● **Work item**: A faithful, complete copy of the entries below is required, with images removed.

[Recorded data]
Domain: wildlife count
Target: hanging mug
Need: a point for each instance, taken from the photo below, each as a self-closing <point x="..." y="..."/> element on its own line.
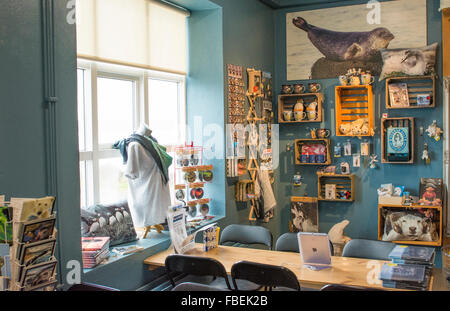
<point x="367" y="79"/>
<point x="299" y="115"/>
<point x="311" y="112"/>
<point x="343" y="80"/>
<point x="314" y="87"/>
<point x="287" y="115"/>
<point x="355" y="80"/>
<point x="323" y="133"/>
<point x="286" y="88"/>
<point x="299" y="88"/>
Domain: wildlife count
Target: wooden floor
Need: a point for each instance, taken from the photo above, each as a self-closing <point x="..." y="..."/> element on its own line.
<point x="344" y="270"/>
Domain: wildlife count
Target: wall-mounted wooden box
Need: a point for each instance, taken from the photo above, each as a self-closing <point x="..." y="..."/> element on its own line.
<point x="354" y="103"/>
<point x="245" y="190"/>
<point x="343" y="184"/>
<point x="312" y="151"/>
<point x="400" y="208"/>
<point x="286" y="102"/>
<point x="416" y="85"/>
<point x="396" y="141"/>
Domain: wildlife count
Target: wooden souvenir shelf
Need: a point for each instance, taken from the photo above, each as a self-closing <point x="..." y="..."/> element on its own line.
<point x="288" y="101"/>
<point x="387" y="122"/>
<point x="381" y="222"/>
<point x="324" y="141"/>
<point x="244" y="188"/>
<point x="342" y="182"/>
<point x="416" y="85"/>
<point x="354" y="102"/>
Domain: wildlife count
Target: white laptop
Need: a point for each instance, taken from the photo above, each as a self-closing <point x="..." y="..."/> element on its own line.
<point x="314" y="250"/>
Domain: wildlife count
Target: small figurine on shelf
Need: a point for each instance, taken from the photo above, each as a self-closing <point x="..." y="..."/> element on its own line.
<point x="337" y="151"/>
<point x="434" y="131"/>
<point x="373" y="160"/>
<point x="297" y="180"/>
<point x="426" y="154"/>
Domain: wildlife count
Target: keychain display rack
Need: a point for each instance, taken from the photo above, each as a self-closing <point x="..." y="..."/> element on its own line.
<point x="190" y="179"/>
<point x="38" y="273"/>
<point x="253" y="120"/>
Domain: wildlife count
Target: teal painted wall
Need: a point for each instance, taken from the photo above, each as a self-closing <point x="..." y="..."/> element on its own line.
<point x="245" y="33"/>
<point x="219" y="33"/>
<point x="363" y="212"/>
<point x="23" y="165"/>
<point x="246" y="36"/>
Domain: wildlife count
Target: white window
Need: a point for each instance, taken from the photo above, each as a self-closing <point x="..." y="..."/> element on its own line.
<point x="112" y="102"/>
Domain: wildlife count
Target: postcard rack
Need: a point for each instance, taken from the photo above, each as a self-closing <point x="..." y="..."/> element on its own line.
<point x="22" y="269"/>
<point x="402" y="208"/>
<point x="344" y="187"/>
<point x="416" y="85"/>
<point x="190" y="179"/>
<point x="286" y="102"/>
<point x="312" y="151"/>
<point x="32" y="264"/>
<point x="401" y="123"/>
<point x="354" y="102"/>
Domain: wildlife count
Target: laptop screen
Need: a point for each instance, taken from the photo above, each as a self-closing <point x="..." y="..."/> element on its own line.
<point x="314" y="248"/>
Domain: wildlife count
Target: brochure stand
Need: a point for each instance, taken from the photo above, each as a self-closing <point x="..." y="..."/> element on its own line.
<point x="31" y="256"/>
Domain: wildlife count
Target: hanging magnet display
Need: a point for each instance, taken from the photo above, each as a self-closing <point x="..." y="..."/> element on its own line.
<point x="365" y="148"/>
<point x="348" y="148"/>
<point x="356" y="160"/>
<point x="337" y="151"/>
<point x="426" y="154"/>
<point x="373" y="161"/>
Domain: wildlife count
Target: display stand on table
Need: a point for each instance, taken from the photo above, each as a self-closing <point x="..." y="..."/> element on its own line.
<point x="190" y="179"/>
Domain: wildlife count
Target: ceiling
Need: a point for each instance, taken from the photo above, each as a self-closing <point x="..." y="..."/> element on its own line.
<point x="283" y="4"/>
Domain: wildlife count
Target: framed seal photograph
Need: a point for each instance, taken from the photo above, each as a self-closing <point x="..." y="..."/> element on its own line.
<point x="324" y="43"/>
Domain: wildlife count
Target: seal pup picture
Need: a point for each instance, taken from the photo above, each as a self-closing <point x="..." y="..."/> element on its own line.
<point x="344" y="46"/>
<point x="325" y="43"/>
<point x="305" y="216"/>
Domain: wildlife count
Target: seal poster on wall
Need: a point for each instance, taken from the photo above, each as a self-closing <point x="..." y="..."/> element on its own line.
<point x="304" y="214"/>
<point x="325" y="43"/>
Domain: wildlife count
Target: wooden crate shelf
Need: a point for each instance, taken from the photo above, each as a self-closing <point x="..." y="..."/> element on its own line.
<point x="353" y="103"/>
<point x="381" y="223"/>
<point x="342" y="182"/>
<point x="288" y="101"/>
<point x="416" y="85"/>
<point x="301" y="142"/>
<point x="397" y="122"/>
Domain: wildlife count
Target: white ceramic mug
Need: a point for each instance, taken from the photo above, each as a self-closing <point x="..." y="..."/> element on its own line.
<point x="287" y="115"/>
<point x="299" y="115"/>
<point x="312" y="115"/>
<point x="343" y="80"/>
<point x="367" y="79"/>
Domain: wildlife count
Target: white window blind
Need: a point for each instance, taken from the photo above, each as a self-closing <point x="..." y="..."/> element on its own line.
<point x="445" y="4"/>
<point x="141" y="33"/>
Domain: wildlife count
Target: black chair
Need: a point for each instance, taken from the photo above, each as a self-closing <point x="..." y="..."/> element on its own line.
<point x="288" y="242"/>
<point x="346" y="288"/>
<point x="369" y="249"/>
<point x="265" y="275"/>
<point x="195" y="287"/>
<point x="247" y="235"/>
<point x="197" y="266"/>
<point x="89" y="287"/>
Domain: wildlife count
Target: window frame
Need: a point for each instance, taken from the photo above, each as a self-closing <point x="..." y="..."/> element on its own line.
<point x="94" y="152"/>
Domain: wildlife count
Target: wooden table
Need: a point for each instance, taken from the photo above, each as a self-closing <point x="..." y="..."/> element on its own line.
<point x="344" y="270"/>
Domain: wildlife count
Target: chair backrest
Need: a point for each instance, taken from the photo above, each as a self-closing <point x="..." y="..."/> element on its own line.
<point x="200" y="266"/>
<point x="264" y="275"/>
<point x="288" y="242"/>
<point x="345" y="288"/>
<point x="369" y="249"/>
<point x="89" y="287"/>
<point x="195" y="287"/>
<point x="246" y="234"/>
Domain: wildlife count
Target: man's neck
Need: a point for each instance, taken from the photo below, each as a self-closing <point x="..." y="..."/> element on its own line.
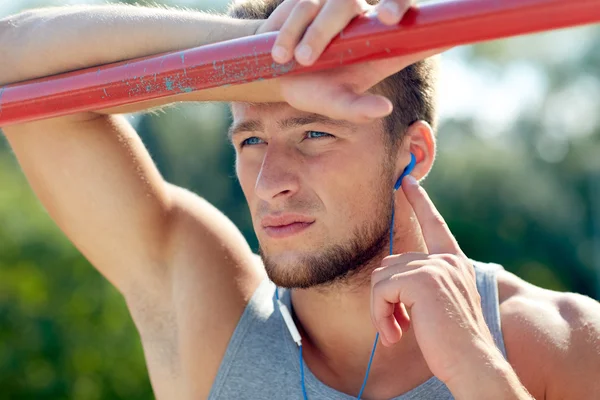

● **Answer for this exercise**:
Domain: wildlife count
Target: hanging mug
Need: a point for each instance, taken from the photo below, each as a self-closing <point x="..." y="..."/> element on its own line.
<point x="367" y="79"/>
<point x="299" y="115"/>
<point x="311" y="112"/>
<point x="343" y="80"/>
<point x="314" y="87"/>
<point x="287" y="115"/>
<point x="355" y="80"/>
<point x="323" y="133"/>
<point x="286" y="88"/>
<point x="299" y="88"/>
Domain: wildlife count
Target: wooden floor
Need: a point for each instance, taken from the photo above, each as a self-closing <point x="..." y="..."/> element on its own line.
<point x="344" y="270"/>
Domain: wildlife count
Target: wall-mounted wooden box
Need: a point for each instance, taken from the photo above, each as a self-closing <point x="..." y="..."/> element on its own line.
<point x="354" y="103"/>
<point x="245" y="190"/>
<point x="343" y="184"/>
<point x="312" y="151"/>
<point x="400" y="208"/>
<point x="286" y="102"/>
<point x="416" y="85"/>
<point x="396" y="141"/>
Domain: wildlife count
Target: wooden souvenir shelf
Need: a point for each instance, taken from the photo above, each as a self-closing <point x="..." y="..."/> element on its own line.
<point x="288" y="101"/>
<point x="387" y="122"/>
<point x="381" y="222"/>
<point x="324" y="141"/>
<point x="244" y="188"/>
<point x="342" y="182"/>
<point x="416" y="85"/>
<point x="354" y="102"/>
Domain: wildlife count
Target: white laptop
Need: a point for each instance, taken from the photo above, each as a self-closing <point x="..." y="..."/> element on its own line.
<point x="314" y="250"/>
Domain: wildlife count
Target: small figurine on shelf
Need: a point for each instance, taken from the photo above, each as a self-closing <point x="..." y="..."/> element on its own line.
<point x="337" y="151"/>
<point x="434" y="131"/>
<point x="373" y="160"/>
<point x="297" y="180"/>
<point x="426" y="154"/>
Domain: wildlife count
Target: keychain display rack
Need: a point for each instance, taken from the photo above, each as a self-closing <point x="..." y="..."/> element on its own line.
<point x="190" y="179"/>
<point x="38" y="273"/>
<point x="253" y="120"/>
Domain: wildlife count
Target: teal painted wall
Need: a point for each instance, taken from the photo above, each as a self-closing <point x="..." y="..."/> element on its own line.
<point x="245" y="33"/>
<point x="219" y="33"/>
<point x="363" y="212"/>
<point x="23" y="165"/>
<point x="246" y="36"/>
Domain: wildlife count
Target: white window
Need: a point for each instance, taken from the photo above, each as a self-closing <point x="..." y="..."/> element on its own line.
<point x="112" y="102"/>
Domain: wildlife count
Target: postcard rack
Need: a point for each instance, taken from the photo above, each as a self-closing <point x="..." y="..."/> element on its own line.
<point x="22" y="269"/>
<point x="402" y="208"/>
<point x="344" y="187"/>
<point x="416" y="85"/>
<point x="190" y="179"/>
<point x="286" y="102"/>
<point x="312" y="151"/>
<point x="32" y="264"/>
<point x="401" y="123"/>
<point x="354" y="102"/>
Domain: wildlife count
Target: laptop screen
Need: a point for each instance, taken from the photo above, each as a self-closing <point x="..." y="..."/> element on its own line.
<point x="314" y="248"/>
Domain: wildlife count
Target: brochure stand
Need: a point for each instance, taken from the photo above, each as a self-closing <point x="..." y="..."/> element on its own line.
<point x="31" y="256"/>
Domain: wildlife count
Target: hanging magnet display
Need: a point for each instance, taken from the photo above, each as a self-closing <point x="..." y="..."/> element on its own line.
<point x="365" y="148"/>
<point x="348" y="148"/>
<point x="356" y="160"/>
<point x="337" y="151"/>
<point x="426" y="154"/>
<point x="373" y="161"/>
Domain: wildlife count
Target: display stand on table
Need: a point for each instance, taken from the photo above, each as a self-closing <point x="..." y="..."/> element on its own line.
<point x="190" y="179"/>
Domain: wildlife count
Target: ceiling
Need: a point for each instance, taken from the photo above, each as a self-closing <point x="..." y="..."/> element on its own line.
<point x="283" y="4"/>
Domain: wildlife count
Target: framed seal photograph
Need: a point for each instance, taken from the photo above, each as a self-closing <point x="..." y="..."/> element on its own line.
<point x="324" y="43"/>
Domain: wildlife count
Target: seal pup picture
Need: a point for each instance, taken from the photo above, each as a self-closing <point x="..." y="..."/> element on its own line.
<point x="344" y="46"/>
<point x="325" y="43"/>
<point x="305" y="216"/>
Domain: wildlife count
Target: seal poster on wall
Need: a point for each instance, taken from the photo above, each as a self-closing <point x="..." y="..."/> element on its own line.
<point x="304" y="214"/>
<point x="325" y="43"/>
Domain: wildlife count
Target: wooden crate shelf
Need: a point for each instance, taken from the photo above, each as a self-closing <point x="..." y="..."/> element on its own line.
<point x="353" y="103"/>
<point x="381" y="223"/>
<point x="342" y="182"/>
<point x="288" y="101"/>
<point x="416" y="85"/>
<point x="301" y="142"/>
<point x="397" y="122"/>
Domain: wildlife count
Target: white ceramic mug
Need: a point for each instance, taken from the photo above, each as a self-closing <point x="..." y="..."/> element on its own line.
<point x="287" y="115"/>
<point x="299" y="115"/>
<point x="312" y="115"/>
<point x="343" y="80"/>
<point x="367" y="79"/>
Domain: wildlife count
Target: white window blind
Need: a point for each instance, taken from the photo above, each as a self-closing <point x="..." y="..."/> element on its own line.
<point x="445" y="4"/>
<point x="141" y="33"/>
Domain: wildlife count
Target: black chair
Need: a point for each instance, taken from the photo above, each as a self-closing <point x="..." y="..."/> element on its own line.
<point x="288" y="242"/>
<point x="346" y="288"/>
<point x="369" y="249"/>
<point x="265" y="275"/>
<point x="195" y="287"/>
<point x="247" y="235"/>
<point x="197" y="266"/>
<point x="89" y="287"/>
Domain: wildlife count
Target: window frame
Need: a point for each instance, taken from the photo above, each as a self-closing <point x="..." y="..."/> element on its own line.
<point x="94" y="152"/>
Domain: wildlife count
Target: wooden table
Need: a point for each instance, taken from the photo above, each as a self-closing <point x="..." y="..."/> element on its own line.
<point x="344" y="270"/>
Domain: wildlife count
Target: chair backrest
Need: a point for each instance, taken from the photo above, each as a self-closing <point x="..." y="..."/> element on its own line.
<point x="200" y="266"/>
<point x="264" y="275"/>
<point x="288" y="242"/>
<point x="345" y="288"/>
<point x="369" y="249"/>
<point x="89" y="287"/>
<point x="195" y="287"/>
<point x="246" y="234"/>
Domain: wildlife count
Target: man's neck
Need: a point for each instance, taken from the photo below, each as a self-closing <point x="..." y="..."/> element on its own line.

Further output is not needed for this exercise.